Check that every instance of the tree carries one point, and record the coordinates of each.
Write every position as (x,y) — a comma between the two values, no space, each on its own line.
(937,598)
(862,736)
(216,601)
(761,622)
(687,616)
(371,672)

:::::

## Problem to work on
Return all of the data above, keeping every line exactly as it appears.

## Exercise response
Check that every instance of the tree carries one point, and record the coordinates of each.
Write every position as (x,y) — a comma between the two values, no space, each on its own line.
(937,598)
(862,736)
(216,601)
(761,622)
(687,616)
(371,672)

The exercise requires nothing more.